◆ **Passage given**

>>>

Hmm..how do people who hold this view...mesh it together with our ressurection? or Jesus' ressurrection for that matter. Do they not believe in a physical bodily ressurection?


----------



## D. Paul (Nov 24, 2007)

Gen 2:7 And the LORD God formed man of the dust of the ground, and breathed into his nostrils the breath of life; and man became a living soul.
God made the body. Man became a living soul. Why must there be more read into it?


----------



## panta dokimazete (Nov 24, 2007)

How about the elect? aren't they *3* parts?

body, soul and the Holy Spirit?


----------



## wsw201 (Nov 25, 2007)

Simply_Nikki said:


> wsw201 said:
> 
> 
> > That poster was me!!
> ...



No they don't. What will be resurrected, as was with Jesus, is a spirit body. Like Jesus, we will be able to walk through doors and such.


----------



## Davidius (Nov 25, 2007)

D. Paul said:


> Gen 2:7 And the LORD God formed man of the dust of the ground, and breathed into his nostrils the breath of life; and man became a living soul.
> God made the body. Man became a living soul. Why must there be more read into it?



They read into this verse that the breath of life is "spirit" and becoming a living soul is the third part, "soul."


----------

<<<

◆ **Exercise inputs**

>>>

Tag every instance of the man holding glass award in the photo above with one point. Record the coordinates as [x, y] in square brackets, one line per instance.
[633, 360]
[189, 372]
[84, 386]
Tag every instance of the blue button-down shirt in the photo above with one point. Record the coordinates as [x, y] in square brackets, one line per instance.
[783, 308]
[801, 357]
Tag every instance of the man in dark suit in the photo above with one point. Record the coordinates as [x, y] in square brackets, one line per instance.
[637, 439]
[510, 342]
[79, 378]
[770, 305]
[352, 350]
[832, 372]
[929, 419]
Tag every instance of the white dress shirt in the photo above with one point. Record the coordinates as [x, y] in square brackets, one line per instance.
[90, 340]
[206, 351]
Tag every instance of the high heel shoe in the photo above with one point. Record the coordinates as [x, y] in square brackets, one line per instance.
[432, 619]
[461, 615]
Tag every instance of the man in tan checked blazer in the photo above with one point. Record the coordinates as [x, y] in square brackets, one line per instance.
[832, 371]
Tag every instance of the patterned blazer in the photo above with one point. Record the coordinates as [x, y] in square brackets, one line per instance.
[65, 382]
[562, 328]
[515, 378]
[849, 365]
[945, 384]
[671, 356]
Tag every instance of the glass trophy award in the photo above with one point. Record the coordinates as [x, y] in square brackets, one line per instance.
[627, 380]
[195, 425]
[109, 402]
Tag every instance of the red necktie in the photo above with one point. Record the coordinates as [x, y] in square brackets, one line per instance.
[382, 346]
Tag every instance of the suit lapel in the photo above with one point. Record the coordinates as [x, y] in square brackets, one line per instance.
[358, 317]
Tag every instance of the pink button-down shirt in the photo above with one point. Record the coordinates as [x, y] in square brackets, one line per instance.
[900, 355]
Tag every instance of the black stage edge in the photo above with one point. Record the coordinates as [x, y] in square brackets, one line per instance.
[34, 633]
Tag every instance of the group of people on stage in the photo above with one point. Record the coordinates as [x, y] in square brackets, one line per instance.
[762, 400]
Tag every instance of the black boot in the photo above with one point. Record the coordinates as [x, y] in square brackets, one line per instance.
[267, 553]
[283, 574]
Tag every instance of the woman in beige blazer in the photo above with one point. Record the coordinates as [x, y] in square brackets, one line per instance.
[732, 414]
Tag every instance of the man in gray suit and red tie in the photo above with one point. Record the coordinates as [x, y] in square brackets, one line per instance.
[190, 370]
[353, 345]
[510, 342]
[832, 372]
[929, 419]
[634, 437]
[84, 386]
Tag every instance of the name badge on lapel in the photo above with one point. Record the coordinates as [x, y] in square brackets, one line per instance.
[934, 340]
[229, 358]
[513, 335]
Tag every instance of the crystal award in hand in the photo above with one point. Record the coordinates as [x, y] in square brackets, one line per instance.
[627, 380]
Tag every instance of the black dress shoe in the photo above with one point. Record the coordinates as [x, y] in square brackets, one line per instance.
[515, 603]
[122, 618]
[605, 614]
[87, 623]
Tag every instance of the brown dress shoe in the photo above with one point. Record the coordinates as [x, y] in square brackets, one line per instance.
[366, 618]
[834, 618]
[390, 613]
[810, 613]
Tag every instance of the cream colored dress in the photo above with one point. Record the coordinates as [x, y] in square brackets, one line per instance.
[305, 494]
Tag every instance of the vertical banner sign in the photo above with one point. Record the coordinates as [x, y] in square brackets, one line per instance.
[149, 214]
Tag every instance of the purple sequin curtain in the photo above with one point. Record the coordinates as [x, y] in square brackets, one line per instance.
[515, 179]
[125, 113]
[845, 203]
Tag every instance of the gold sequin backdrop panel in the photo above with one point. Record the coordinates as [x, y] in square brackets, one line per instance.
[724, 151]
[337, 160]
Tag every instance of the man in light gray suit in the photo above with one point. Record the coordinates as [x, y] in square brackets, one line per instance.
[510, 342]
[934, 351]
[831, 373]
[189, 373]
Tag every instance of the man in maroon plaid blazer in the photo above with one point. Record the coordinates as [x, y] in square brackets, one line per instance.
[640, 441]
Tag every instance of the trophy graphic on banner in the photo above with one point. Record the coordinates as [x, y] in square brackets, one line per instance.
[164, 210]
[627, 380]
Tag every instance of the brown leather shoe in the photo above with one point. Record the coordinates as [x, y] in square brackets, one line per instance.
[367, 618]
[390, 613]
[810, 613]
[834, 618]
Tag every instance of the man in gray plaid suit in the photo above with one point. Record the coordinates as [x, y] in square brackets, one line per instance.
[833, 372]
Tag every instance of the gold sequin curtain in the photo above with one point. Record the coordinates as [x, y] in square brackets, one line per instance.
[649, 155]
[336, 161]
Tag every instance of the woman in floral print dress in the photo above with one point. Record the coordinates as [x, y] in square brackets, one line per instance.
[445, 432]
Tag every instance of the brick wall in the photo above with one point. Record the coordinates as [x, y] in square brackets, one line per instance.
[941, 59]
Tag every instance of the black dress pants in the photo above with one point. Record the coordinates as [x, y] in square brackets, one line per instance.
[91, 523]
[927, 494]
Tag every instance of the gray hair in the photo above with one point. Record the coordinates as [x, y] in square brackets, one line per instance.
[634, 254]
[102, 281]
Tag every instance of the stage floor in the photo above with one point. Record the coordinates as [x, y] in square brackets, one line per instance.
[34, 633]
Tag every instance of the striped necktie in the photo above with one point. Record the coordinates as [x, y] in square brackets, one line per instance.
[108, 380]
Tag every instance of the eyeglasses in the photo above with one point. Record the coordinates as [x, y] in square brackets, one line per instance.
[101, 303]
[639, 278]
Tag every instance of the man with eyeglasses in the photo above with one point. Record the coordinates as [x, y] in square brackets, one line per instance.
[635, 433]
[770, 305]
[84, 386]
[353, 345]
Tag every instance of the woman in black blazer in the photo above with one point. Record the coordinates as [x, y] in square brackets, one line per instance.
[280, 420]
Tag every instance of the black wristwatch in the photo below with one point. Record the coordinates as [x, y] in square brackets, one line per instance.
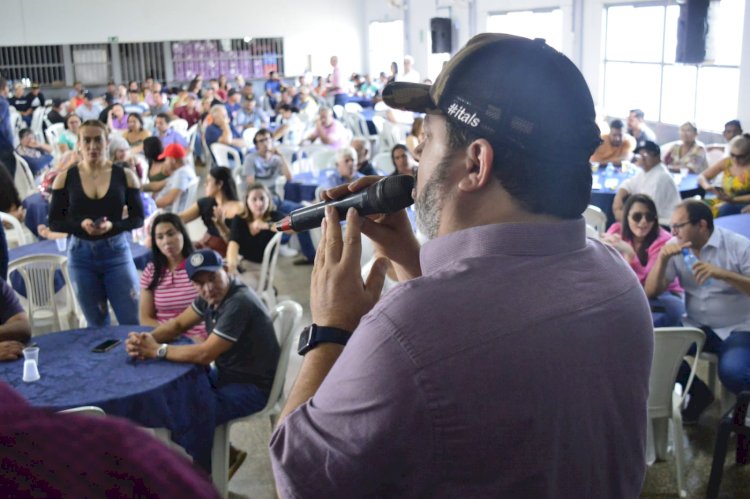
[313, 335]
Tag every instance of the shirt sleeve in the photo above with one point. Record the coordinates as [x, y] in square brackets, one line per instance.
[9, 304]
[368, 422]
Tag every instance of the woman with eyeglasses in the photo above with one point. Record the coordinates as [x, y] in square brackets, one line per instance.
[734, 192]
[639, 239]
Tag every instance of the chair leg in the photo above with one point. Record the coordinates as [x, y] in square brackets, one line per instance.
[717, 466]
[220, 460]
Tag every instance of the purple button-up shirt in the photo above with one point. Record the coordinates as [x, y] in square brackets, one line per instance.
[516, 366]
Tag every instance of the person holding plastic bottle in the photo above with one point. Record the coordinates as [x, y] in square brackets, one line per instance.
[715, 274]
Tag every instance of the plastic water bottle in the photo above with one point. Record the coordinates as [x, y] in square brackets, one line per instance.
[690, 260]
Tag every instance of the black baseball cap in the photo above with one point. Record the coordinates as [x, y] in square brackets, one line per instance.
[205, 260]
[510, 90]
[651, 147]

<<<

◆ **Task set**
A. Answer these questions using the forum thread.
(i) Which Bible verse does D. Paul quote?
(ii) According to wsw201, what will be resurrected?
(iii) What three parts does panta dokimazete name for the elect?
B. Rewrite everything in the records from the line containing "Tag every instance of the black baseball" down to the end of the records, with "black baseball cap" changed to "navy baseball cap" and nothing else altered.

◆ **List of solutions**
A.
(i) Gen 2:7
(ii) A spirit body, as was with Jesus.
(iii) Body, soul and the Holy Spirit.

B.
Tag every instance of the navy baseball cap in the photo above with one point. Record the coordinates as [x, y] in square brackets, one line per instance.
[205, 260]
[510, 90]
[651, 147]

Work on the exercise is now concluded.